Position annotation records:

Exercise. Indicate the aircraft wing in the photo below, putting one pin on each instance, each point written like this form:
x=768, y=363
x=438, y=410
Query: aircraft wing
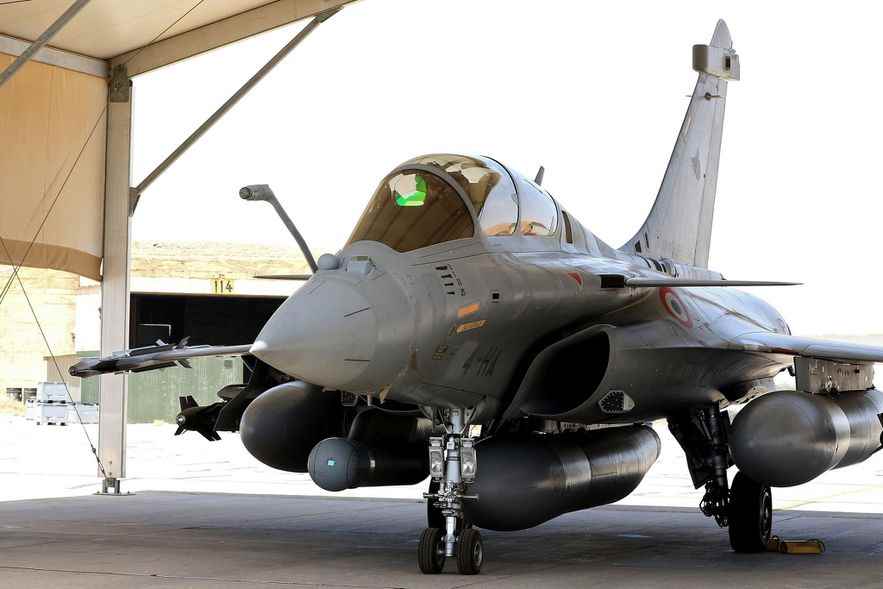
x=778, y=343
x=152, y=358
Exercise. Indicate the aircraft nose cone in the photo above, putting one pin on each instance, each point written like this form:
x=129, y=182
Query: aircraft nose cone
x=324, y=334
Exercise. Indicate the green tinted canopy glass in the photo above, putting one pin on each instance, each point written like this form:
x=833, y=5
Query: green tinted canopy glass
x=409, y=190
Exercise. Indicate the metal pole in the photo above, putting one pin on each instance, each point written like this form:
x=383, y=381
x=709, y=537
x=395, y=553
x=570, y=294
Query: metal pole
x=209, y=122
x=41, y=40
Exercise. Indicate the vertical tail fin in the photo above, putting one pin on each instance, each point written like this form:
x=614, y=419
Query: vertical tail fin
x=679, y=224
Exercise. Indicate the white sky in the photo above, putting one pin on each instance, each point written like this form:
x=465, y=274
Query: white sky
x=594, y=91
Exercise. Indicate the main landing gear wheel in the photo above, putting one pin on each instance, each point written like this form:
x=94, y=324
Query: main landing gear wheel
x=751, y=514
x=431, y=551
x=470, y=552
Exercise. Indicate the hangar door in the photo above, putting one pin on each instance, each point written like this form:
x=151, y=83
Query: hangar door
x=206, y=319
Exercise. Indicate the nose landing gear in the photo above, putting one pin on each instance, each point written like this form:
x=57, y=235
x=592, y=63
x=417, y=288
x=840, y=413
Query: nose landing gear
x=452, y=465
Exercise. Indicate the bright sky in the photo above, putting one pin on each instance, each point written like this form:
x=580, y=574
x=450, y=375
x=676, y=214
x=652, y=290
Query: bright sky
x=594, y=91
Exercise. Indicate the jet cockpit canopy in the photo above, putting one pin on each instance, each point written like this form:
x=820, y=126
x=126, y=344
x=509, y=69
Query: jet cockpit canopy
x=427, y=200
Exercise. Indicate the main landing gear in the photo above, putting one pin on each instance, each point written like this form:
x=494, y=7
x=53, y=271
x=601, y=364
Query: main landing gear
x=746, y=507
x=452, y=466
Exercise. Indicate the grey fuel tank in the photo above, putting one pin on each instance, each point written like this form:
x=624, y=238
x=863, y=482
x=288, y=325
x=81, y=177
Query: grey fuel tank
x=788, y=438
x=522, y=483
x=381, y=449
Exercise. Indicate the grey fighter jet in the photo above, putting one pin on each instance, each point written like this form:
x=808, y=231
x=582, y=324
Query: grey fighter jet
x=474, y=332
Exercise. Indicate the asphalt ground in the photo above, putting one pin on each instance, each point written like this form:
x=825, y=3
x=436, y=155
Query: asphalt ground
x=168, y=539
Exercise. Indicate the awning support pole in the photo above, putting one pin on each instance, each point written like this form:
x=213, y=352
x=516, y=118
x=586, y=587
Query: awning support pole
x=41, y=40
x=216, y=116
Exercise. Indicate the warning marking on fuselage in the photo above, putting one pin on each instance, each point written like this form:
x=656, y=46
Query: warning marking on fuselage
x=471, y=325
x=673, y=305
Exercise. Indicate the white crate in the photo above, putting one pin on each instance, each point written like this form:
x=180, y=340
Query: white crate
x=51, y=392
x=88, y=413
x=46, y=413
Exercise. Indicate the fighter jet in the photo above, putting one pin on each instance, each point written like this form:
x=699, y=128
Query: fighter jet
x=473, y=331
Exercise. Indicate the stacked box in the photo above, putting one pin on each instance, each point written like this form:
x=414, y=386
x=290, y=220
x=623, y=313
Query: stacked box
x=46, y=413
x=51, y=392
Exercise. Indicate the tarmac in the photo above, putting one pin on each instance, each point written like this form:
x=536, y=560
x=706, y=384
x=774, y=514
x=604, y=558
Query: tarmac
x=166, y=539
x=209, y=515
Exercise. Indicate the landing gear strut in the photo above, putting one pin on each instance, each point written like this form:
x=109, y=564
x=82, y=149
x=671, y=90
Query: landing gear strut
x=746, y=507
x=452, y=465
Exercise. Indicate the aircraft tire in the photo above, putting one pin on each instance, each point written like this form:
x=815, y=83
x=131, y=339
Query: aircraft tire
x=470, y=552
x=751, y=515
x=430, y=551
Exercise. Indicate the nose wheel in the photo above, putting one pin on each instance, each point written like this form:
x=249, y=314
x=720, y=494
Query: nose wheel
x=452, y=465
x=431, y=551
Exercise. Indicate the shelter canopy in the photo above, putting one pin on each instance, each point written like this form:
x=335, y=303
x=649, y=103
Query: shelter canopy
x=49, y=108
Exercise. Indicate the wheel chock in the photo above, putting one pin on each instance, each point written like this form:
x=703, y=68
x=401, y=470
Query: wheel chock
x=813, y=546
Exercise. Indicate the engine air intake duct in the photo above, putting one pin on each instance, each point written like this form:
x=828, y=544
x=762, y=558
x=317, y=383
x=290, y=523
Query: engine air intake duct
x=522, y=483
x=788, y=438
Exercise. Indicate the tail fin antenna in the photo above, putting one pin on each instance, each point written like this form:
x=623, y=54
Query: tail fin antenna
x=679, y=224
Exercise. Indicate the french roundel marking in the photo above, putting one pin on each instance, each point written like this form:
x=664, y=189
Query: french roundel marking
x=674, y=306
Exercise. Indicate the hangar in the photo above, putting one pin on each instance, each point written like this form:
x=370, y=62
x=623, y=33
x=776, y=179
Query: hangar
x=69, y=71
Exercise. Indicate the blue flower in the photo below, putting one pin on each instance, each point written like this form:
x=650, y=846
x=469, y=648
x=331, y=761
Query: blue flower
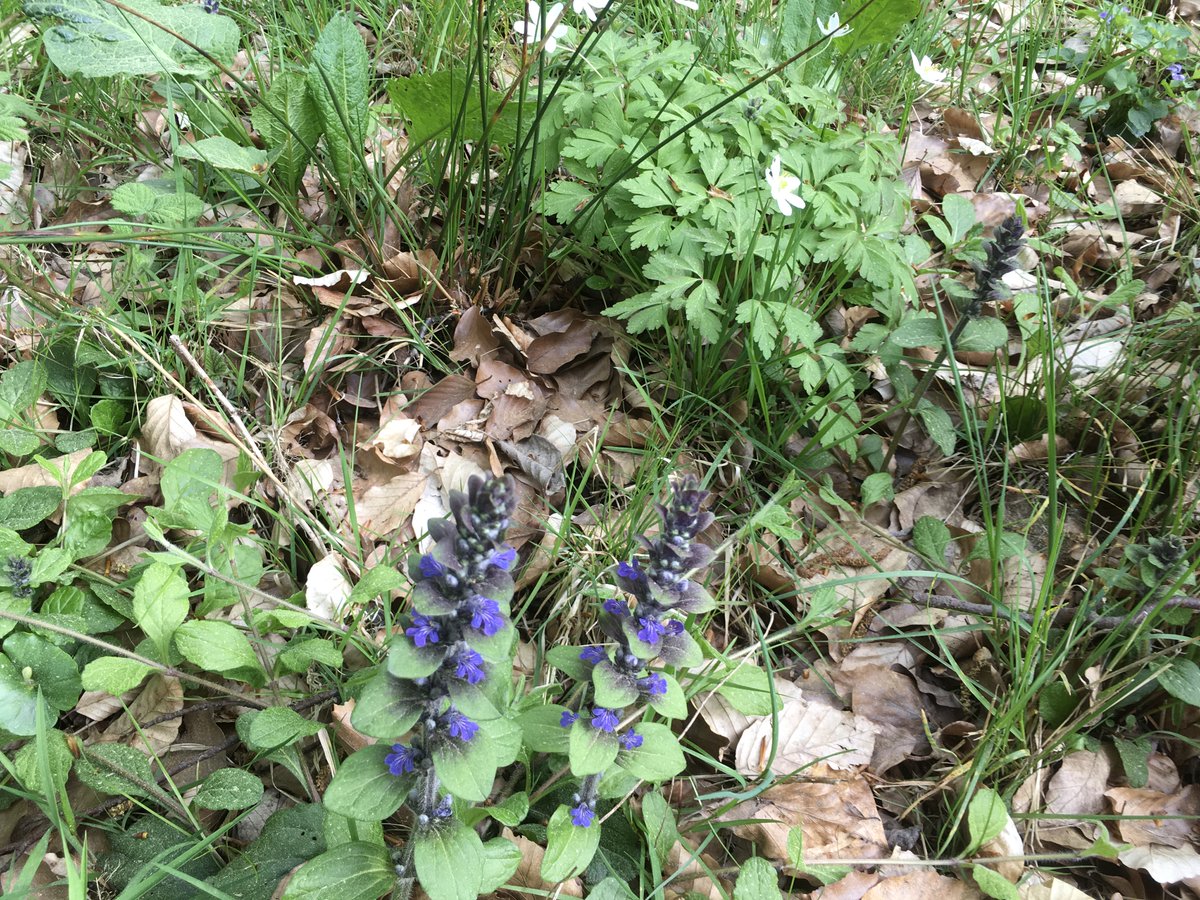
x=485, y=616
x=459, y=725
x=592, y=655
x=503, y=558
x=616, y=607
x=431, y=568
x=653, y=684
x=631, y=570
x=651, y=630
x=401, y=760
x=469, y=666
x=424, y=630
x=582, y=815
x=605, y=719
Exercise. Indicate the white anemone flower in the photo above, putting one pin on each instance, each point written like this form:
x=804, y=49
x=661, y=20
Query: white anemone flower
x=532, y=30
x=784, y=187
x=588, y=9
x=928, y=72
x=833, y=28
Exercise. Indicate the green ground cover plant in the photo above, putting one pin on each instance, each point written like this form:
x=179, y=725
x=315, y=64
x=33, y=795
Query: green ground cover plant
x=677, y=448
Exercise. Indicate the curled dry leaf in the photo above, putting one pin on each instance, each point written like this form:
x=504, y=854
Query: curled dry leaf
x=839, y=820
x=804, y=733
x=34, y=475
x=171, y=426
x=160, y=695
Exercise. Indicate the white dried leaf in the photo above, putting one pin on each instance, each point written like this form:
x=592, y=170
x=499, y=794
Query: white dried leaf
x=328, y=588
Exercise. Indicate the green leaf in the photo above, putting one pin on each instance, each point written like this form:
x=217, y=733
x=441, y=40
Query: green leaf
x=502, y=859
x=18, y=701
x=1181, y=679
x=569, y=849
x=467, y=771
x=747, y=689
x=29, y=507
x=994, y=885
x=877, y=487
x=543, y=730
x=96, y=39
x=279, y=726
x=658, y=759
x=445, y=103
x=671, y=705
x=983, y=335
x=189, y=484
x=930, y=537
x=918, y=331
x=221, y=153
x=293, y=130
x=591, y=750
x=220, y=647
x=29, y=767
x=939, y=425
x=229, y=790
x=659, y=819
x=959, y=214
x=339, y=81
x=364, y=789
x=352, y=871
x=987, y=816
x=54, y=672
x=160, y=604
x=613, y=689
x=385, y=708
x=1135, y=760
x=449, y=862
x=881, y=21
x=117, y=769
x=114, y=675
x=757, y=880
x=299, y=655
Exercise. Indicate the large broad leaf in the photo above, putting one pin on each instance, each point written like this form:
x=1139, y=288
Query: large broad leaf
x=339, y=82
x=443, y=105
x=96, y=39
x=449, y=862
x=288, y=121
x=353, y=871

---

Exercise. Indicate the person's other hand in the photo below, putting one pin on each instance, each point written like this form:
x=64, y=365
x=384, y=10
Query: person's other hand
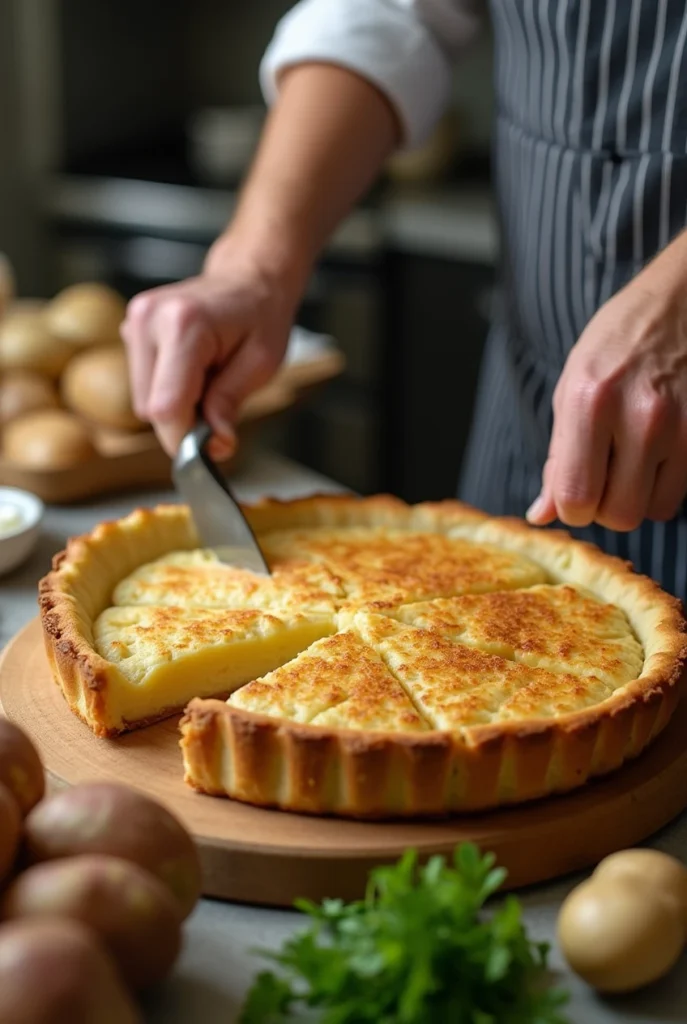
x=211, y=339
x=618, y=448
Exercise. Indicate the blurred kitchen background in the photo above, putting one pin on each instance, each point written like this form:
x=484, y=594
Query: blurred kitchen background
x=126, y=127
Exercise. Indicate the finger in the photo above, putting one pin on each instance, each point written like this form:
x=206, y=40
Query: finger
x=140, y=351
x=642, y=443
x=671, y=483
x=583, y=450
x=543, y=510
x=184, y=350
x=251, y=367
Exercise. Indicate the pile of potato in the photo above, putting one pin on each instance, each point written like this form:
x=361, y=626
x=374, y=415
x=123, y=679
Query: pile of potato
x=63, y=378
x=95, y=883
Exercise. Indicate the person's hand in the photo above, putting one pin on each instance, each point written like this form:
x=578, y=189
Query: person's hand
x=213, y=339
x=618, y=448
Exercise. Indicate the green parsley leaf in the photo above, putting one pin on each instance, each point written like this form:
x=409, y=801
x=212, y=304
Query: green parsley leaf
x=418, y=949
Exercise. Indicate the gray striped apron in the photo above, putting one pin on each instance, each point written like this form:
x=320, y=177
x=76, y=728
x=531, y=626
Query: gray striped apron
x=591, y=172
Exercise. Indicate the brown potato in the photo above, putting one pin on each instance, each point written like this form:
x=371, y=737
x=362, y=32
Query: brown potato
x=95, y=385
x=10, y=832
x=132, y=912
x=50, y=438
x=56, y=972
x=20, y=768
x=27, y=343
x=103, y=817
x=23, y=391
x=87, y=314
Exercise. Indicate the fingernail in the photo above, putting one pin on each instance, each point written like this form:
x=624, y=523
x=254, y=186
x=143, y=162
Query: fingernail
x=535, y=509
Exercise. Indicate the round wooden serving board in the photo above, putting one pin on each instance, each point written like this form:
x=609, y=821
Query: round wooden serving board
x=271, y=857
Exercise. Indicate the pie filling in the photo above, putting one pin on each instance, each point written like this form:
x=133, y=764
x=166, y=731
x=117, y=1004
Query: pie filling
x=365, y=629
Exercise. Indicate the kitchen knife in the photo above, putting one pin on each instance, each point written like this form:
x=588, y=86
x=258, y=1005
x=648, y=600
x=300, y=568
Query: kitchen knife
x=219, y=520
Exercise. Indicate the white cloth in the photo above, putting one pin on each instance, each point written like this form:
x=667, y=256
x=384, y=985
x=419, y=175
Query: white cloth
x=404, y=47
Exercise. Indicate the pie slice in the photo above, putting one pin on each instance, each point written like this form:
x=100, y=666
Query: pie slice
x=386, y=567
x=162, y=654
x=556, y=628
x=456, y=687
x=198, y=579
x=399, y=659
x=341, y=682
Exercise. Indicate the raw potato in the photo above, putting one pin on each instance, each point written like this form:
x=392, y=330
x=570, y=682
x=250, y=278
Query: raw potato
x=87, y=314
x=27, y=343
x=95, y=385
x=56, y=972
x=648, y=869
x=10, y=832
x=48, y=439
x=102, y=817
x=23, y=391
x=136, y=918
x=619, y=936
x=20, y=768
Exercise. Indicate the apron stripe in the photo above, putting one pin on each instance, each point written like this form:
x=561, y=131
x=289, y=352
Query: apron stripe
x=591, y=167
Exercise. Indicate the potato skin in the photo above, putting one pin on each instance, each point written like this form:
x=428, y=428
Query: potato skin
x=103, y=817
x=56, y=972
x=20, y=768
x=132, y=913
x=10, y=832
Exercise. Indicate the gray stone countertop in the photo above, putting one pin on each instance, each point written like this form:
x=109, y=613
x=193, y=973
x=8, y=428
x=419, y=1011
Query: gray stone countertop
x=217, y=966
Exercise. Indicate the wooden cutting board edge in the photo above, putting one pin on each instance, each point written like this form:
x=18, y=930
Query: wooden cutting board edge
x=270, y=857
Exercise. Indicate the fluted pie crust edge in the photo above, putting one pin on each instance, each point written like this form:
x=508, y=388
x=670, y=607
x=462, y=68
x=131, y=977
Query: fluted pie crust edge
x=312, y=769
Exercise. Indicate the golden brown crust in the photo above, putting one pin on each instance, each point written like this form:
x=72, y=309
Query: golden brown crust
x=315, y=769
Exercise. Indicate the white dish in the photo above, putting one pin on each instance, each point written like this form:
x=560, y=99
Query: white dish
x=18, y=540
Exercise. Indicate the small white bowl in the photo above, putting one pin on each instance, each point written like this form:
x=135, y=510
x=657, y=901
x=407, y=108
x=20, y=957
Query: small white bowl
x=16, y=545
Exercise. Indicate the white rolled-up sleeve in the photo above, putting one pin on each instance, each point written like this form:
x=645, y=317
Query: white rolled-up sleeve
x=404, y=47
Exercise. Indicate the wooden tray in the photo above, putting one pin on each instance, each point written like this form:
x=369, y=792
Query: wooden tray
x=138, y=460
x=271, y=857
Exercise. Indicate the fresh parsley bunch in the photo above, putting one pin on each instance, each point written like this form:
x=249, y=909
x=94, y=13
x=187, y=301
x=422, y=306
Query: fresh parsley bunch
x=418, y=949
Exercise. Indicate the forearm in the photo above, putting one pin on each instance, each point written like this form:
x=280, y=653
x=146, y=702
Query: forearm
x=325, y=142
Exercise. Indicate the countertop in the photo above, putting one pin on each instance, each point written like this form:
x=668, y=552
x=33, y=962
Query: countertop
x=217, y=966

**TASK STATEMENT:** Could you recast the stretch of the records above from the line containing "Exercise. Indicate the hangar door" through the line containing "x=206, y=319" as a Markdown table with the columns Row and Line, leaving out blank lines and covering only those lines?

**TASK RESPONSE:**
| Row | Line |
|---|---|
| 1 | Exercise. Indicate the hangar door in the photo above, putting one pin on each instance, each point written like this form: |
| 2 | x=151, y=83 |
| 3 | Query: hangar door |
| 4 | x=206, y=319 |